___ Stored data ___

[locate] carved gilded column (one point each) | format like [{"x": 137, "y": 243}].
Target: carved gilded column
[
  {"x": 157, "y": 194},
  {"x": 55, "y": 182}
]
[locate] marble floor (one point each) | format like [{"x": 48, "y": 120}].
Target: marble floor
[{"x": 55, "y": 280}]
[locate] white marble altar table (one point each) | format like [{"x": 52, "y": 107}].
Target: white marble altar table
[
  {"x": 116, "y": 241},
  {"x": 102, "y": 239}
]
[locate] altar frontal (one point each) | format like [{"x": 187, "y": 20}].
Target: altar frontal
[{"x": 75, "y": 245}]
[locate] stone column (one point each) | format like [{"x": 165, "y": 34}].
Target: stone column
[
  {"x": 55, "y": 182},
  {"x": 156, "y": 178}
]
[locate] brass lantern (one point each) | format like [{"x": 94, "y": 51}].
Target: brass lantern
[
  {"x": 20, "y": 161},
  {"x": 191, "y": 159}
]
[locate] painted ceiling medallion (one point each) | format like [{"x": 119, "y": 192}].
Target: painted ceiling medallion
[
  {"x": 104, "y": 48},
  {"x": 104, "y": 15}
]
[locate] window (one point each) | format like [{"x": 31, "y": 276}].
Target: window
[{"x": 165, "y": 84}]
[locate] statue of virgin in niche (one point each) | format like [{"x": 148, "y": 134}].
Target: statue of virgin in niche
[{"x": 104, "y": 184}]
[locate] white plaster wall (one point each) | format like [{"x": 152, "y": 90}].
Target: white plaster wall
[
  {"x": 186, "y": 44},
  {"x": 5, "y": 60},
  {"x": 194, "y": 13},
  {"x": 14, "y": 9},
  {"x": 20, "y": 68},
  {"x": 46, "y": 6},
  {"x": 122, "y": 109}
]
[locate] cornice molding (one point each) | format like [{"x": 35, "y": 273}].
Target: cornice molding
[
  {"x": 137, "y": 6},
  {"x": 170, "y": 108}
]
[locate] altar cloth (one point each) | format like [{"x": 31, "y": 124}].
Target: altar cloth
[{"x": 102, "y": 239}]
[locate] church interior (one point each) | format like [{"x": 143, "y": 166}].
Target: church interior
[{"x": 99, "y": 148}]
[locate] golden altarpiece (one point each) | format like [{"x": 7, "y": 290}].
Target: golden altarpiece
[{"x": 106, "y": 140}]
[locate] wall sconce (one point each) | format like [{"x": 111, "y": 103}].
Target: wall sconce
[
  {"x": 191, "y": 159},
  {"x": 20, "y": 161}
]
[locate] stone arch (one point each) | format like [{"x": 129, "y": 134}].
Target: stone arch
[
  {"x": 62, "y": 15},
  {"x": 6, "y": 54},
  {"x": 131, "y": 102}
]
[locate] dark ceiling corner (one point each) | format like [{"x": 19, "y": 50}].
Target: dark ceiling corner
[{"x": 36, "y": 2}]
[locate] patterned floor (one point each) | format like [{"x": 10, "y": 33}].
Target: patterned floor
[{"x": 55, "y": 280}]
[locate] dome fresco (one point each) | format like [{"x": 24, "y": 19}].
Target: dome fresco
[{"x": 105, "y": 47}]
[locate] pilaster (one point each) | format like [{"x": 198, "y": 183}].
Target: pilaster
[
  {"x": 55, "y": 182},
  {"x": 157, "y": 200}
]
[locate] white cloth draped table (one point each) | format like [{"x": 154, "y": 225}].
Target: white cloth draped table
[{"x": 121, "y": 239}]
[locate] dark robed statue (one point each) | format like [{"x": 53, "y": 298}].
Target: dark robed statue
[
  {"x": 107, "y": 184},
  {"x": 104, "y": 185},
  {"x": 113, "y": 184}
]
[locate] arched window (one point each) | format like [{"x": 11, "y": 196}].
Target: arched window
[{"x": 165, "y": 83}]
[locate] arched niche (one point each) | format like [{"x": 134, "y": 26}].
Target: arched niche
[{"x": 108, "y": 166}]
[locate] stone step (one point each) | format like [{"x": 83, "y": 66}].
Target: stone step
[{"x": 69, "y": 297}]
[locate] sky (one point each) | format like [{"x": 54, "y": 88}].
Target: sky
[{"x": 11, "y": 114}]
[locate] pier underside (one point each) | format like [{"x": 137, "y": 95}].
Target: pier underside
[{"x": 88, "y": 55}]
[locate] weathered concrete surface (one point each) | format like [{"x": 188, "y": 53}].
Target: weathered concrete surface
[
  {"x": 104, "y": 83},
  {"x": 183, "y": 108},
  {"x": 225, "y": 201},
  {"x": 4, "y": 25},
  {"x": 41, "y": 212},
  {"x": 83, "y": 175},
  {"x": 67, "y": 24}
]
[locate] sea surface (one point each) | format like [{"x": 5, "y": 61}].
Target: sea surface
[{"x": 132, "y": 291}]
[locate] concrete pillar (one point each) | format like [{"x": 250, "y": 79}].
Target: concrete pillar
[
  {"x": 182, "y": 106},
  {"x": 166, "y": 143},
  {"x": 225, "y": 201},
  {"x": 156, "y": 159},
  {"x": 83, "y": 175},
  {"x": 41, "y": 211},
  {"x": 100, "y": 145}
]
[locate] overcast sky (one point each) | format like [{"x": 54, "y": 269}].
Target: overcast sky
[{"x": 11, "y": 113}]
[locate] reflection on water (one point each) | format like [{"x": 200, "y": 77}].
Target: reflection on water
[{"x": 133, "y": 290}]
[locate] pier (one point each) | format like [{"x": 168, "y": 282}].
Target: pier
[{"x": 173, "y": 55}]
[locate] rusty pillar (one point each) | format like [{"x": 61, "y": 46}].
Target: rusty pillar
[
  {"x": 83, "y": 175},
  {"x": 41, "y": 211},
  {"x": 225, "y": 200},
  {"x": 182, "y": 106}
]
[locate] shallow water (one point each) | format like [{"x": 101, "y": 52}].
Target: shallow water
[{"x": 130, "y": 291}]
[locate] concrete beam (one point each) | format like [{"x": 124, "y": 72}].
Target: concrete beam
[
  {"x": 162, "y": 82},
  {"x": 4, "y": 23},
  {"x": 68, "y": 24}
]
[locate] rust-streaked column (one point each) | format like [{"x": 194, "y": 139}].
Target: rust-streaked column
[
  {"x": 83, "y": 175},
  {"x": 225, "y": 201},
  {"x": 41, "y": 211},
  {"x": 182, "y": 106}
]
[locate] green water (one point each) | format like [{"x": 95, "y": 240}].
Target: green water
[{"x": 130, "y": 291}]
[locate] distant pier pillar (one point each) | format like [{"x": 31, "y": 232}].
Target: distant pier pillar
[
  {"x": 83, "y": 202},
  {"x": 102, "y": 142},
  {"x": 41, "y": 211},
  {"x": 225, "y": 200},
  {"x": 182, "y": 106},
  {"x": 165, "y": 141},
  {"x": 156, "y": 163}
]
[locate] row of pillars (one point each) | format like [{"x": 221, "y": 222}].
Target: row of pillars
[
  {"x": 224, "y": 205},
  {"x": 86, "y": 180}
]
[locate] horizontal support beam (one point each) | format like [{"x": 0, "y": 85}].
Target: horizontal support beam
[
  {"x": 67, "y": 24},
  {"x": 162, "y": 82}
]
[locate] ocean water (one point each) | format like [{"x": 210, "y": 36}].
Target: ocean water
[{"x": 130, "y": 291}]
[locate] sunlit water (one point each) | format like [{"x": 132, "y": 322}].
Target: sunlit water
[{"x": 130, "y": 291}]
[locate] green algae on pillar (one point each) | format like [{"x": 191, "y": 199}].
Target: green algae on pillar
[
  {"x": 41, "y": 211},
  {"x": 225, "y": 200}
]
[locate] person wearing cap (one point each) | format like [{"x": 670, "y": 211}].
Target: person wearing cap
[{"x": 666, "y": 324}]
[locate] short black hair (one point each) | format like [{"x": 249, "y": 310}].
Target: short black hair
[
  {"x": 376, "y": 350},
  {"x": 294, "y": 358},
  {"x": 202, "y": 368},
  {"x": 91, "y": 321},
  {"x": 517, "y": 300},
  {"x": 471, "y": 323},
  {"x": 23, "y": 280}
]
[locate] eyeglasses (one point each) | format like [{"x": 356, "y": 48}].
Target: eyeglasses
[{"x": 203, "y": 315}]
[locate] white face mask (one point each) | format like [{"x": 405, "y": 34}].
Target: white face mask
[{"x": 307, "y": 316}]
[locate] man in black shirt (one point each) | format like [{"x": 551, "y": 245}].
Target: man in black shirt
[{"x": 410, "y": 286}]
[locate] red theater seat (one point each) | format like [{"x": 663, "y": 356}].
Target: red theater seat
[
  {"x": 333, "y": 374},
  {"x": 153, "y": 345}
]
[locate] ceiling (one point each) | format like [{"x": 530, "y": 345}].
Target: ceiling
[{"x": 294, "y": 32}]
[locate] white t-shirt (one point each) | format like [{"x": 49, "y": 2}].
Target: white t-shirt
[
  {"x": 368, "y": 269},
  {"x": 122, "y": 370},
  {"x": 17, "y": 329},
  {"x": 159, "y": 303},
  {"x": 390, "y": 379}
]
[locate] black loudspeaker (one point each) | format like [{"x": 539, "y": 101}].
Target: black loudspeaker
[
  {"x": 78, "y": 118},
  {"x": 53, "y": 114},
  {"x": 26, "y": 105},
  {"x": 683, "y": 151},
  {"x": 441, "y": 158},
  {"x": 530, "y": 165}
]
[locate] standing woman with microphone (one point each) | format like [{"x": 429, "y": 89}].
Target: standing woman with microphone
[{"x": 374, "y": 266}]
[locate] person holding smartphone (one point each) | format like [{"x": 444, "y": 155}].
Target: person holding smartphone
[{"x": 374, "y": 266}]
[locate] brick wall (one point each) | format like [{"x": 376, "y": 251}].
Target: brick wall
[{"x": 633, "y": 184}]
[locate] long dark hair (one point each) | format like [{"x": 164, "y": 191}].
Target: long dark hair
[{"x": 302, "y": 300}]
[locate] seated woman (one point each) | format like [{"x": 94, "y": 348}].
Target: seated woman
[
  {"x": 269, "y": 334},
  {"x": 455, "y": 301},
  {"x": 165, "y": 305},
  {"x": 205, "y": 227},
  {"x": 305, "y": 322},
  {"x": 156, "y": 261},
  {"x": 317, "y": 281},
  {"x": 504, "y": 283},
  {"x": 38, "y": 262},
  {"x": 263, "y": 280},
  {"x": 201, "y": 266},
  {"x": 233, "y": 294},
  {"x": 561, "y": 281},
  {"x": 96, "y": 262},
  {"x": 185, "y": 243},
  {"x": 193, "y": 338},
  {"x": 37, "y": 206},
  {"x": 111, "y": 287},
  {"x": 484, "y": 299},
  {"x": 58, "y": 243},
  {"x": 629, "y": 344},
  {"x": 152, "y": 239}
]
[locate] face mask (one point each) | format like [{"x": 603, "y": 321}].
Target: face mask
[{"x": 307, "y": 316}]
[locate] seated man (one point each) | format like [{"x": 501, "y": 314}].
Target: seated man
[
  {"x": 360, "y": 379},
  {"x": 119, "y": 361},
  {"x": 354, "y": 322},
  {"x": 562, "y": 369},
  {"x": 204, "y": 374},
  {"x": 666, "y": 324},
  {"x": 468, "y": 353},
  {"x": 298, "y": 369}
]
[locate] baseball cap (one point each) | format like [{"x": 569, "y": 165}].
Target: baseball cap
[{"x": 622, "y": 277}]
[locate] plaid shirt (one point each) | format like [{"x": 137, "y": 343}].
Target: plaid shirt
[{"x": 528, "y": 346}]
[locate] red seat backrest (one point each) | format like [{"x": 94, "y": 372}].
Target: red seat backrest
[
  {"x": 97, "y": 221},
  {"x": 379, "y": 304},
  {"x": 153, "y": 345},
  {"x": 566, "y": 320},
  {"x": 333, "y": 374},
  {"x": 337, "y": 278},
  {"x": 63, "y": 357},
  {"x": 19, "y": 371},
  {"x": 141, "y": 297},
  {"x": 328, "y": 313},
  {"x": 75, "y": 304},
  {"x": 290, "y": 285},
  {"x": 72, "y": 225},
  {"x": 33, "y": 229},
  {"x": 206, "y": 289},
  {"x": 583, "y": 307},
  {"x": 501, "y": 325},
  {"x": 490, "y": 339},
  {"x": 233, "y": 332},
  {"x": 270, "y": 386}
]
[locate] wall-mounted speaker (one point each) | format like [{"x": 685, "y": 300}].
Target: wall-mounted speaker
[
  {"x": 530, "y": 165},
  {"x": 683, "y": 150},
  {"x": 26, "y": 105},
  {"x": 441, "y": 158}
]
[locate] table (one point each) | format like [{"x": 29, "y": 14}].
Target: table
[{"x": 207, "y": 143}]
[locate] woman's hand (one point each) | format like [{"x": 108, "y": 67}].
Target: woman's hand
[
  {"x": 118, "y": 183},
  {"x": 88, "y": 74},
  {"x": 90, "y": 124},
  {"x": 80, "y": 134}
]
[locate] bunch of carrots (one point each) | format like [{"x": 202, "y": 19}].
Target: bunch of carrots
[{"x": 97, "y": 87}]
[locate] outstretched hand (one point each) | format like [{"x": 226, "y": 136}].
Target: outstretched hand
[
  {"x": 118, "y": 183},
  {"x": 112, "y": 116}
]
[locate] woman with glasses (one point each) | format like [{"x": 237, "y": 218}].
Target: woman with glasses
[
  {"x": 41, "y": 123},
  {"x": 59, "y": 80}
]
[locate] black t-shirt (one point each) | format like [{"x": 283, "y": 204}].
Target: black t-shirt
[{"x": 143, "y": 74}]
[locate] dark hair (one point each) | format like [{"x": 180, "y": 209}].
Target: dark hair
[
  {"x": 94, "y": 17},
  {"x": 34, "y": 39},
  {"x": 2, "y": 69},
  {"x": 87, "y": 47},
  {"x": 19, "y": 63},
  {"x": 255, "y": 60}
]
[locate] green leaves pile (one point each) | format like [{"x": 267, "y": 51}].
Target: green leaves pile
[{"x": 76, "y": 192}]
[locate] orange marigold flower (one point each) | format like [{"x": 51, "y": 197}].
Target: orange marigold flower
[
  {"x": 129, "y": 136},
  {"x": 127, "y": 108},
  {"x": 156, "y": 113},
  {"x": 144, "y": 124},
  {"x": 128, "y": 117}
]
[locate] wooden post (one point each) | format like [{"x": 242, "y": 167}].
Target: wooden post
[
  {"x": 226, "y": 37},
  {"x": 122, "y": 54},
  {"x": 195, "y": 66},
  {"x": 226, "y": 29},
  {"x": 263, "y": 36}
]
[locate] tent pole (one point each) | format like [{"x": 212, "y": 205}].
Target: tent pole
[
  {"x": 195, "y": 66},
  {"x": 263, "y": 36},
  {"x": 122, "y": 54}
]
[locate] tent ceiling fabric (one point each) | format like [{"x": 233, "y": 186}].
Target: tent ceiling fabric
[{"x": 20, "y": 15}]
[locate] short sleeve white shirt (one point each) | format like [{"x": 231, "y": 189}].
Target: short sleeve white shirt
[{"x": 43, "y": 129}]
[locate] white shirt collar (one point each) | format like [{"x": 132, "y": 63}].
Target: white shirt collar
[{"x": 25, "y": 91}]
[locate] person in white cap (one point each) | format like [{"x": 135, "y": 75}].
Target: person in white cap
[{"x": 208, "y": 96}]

___

■ **Written exercise**
Can you reproduce verbatim the lines of the listing starting with the line that contains "[locate] person in" and going on through the end of the listing?

■ **Final result**
[locate] person in white cap (one point each) | format like [{"x": 135, "y": 75}].
Target: person in white cap
[{"x": 208, "y": 96}]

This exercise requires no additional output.